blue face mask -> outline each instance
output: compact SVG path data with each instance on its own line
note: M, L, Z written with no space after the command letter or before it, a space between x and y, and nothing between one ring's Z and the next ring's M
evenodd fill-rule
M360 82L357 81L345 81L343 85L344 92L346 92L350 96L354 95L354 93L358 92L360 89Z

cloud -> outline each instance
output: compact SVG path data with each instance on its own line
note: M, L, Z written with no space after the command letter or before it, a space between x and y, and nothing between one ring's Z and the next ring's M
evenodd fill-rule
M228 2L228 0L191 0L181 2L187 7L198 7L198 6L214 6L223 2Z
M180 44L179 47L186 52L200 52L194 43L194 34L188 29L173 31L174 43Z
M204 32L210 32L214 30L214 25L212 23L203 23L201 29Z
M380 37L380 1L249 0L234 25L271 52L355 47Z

--

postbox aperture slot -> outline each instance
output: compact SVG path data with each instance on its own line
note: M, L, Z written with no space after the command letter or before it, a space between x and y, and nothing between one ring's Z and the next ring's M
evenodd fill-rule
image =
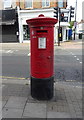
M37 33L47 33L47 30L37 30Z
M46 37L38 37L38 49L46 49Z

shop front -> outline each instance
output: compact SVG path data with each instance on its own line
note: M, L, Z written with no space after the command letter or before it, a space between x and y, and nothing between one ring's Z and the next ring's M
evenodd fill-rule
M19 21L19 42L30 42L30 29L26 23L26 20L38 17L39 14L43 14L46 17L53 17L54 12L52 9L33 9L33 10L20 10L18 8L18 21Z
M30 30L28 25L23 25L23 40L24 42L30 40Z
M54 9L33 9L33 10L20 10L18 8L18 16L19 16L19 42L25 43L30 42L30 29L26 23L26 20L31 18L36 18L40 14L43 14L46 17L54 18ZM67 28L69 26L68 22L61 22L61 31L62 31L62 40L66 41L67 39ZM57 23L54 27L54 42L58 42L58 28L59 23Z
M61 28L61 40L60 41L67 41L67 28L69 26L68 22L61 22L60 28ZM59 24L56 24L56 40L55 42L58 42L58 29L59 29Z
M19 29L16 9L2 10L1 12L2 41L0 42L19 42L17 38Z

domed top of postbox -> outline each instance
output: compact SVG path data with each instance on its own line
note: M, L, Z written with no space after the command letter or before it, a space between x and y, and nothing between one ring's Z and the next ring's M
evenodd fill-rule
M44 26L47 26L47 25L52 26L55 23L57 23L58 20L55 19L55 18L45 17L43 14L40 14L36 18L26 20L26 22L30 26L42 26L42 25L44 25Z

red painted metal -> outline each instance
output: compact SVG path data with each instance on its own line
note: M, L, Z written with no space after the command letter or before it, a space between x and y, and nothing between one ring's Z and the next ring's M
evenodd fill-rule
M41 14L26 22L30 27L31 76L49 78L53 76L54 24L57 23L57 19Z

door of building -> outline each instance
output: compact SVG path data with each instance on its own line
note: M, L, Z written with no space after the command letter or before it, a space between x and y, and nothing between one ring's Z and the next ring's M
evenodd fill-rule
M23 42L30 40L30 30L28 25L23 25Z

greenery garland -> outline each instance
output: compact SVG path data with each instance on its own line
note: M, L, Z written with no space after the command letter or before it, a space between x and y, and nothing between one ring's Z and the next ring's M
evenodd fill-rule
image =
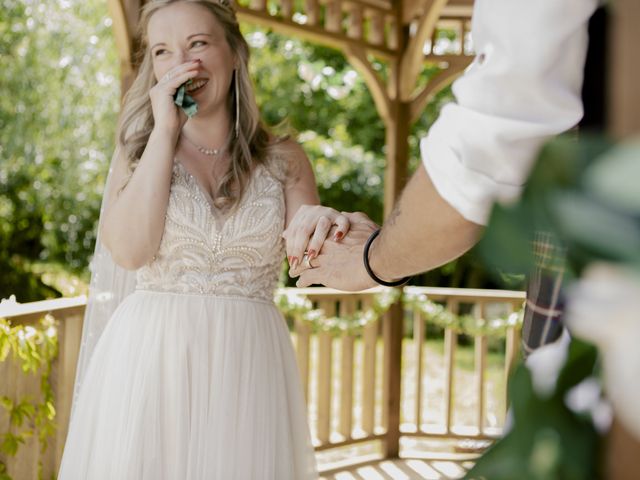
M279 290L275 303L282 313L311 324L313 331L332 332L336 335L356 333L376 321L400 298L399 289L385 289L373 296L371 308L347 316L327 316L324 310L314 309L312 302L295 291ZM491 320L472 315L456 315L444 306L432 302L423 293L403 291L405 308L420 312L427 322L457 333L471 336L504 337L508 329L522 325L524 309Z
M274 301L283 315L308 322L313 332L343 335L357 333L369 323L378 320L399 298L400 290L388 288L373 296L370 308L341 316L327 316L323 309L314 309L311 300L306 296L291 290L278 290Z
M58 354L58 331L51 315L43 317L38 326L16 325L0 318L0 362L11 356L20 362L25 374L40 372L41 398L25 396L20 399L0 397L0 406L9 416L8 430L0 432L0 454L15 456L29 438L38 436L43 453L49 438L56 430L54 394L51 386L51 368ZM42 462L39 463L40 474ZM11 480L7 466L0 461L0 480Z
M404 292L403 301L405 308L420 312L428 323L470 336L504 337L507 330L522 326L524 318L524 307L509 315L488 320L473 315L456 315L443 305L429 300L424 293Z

→ **WHAT TO DO**: Each line of the entries where the string "postbox" occurs should be shown.

→ **WRITTEN ANSWER**:
postbox aperture slot -> outline each instance
domed top of postbox -> outline each instance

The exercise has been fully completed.